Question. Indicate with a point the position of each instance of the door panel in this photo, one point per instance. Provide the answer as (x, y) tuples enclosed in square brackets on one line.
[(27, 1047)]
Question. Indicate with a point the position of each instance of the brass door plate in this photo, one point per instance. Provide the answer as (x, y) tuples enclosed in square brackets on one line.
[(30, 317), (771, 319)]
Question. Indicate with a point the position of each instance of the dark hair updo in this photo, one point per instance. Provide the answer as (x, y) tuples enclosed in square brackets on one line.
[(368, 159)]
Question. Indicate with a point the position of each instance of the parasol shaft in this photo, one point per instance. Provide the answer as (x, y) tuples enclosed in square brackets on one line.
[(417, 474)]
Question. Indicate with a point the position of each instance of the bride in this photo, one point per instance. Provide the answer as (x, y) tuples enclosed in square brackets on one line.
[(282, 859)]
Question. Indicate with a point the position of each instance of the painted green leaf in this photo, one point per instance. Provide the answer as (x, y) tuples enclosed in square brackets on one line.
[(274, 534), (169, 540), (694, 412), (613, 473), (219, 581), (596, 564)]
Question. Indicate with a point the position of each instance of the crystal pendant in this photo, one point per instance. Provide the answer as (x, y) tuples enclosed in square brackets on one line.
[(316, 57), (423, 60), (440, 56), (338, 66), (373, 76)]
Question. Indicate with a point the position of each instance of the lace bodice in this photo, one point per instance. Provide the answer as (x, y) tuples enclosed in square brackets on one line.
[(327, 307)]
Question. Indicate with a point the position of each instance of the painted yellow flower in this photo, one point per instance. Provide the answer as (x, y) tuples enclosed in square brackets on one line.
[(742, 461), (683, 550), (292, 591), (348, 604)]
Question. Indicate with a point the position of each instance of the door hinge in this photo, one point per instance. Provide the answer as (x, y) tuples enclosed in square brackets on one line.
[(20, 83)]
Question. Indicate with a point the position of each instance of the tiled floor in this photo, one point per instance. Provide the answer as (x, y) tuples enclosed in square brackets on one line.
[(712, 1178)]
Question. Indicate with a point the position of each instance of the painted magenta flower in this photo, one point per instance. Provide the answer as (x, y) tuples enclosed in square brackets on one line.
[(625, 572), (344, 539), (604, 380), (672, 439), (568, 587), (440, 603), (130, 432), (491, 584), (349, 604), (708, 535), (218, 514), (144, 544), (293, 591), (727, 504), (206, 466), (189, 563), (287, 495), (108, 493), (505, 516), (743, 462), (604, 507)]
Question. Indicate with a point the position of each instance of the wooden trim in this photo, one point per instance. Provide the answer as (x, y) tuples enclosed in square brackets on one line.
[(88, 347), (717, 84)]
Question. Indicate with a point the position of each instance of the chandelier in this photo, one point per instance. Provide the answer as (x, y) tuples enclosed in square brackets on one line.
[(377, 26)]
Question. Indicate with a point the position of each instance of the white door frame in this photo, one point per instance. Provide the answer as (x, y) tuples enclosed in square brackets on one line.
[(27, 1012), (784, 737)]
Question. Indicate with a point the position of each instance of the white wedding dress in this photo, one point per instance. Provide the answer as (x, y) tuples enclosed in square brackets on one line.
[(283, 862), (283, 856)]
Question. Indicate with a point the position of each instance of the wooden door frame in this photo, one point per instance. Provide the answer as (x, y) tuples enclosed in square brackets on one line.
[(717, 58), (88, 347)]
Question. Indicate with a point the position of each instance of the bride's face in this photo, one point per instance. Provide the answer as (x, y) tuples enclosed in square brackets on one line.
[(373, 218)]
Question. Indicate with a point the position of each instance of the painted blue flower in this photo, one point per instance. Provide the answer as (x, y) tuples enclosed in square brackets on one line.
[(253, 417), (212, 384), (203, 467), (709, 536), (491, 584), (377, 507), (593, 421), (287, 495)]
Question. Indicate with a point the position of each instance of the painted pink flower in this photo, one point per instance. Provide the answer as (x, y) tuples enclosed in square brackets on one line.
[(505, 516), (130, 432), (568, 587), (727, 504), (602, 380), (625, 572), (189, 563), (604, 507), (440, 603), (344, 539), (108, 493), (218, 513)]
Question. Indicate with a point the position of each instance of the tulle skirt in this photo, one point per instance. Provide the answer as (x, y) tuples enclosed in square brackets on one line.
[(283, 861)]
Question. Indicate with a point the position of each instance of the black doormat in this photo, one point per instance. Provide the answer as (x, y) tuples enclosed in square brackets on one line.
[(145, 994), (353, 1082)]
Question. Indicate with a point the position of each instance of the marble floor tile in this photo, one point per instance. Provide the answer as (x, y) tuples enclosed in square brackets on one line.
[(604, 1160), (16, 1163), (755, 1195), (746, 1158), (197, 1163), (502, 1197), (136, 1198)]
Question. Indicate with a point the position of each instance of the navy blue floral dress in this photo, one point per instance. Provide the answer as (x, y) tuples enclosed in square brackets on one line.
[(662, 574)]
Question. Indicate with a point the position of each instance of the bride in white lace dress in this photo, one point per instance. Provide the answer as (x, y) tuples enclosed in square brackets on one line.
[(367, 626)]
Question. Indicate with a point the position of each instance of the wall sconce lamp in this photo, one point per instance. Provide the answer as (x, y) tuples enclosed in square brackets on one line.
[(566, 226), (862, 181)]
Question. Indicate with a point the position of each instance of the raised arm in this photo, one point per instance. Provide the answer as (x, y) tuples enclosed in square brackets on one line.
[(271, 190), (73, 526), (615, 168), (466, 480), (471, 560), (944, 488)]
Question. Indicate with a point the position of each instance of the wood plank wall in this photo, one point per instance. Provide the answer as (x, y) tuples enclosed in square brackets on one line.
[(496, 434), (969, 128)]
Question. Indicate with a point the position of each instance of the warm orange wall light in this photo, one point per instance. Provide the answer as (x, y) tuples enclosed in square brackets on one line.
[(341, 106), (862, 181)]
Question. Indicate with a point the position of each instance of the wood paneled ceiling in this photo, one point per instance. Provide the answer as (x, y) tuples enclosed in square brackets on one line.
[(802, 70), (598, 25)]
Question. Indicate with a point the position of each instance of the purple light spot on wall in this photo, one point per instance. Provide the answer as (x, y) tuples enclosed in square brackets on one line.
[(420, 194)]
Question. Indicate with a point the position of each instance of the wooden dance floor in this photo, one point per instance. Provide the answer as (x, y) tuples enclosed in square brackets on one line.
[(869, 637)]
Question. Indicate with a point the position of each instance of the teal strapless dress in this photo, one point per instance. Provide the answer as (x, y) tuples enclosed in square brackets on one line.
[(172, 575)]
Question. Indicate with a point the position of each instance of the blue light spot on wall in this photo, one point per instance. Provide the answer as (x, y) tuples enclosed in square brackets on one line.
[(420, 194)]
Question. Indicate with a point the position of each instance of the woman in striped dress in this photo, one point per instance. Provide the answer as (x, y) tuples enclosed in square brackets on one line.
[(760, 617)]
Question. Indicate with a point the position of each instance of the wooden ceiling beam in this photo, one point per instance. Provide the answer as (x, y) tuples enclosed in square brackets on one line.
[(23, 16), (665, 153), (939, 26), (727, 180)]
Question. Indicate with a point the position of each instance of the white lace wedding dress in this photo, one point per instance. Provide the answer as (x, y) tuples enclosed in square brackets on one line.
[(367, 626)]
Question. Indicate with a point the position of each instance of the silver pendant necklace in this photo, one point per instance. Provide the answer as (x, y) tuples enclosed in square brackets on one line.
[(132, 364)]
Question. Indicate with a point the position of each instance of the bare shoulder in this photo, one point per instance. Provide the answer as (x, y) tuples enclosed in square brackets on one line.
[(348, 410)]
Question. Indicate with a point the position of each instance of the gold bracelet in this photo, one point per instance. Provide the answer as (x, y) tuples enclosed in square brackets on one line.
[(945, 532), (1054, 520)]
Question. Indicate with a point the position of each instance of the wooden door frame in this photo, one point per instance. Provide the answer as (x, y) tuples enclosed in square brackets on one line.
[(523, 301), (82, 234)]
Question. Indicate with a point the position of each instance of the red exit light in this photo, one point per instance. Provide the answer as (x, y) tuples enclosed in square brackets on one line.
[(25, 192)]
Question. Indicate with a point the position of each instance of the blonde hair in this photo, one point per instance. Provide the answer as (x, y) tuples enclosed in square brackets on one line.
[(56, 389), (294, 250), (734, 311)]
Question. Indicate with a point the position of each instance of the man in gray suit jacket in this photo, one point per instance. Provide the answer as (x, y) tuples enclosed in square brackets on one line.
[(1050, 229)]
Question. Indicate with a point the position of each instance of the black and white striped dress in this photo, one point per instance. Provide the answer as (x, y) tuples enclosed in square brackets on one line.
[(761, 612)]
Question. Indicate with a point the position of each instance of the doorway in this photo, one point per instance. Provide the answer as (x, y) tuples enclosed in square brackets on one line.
☆ ☆ ☆ ☆
> **The exercise**: Rewrite the records from the line with "the black doormat" up to and including the line with "[(145, 994), (353, 1082)]", changing "black doormat" to "welcome mat" and leaving everything else the same.

> **Response to the task**:
Question. Indicate with a point the position of each instance of the welcome mat in this photo, one point per instance. Provide the answer as (x, y) tuples enclosed in square brackets on one line.
[(145, 994), (353, 1082)]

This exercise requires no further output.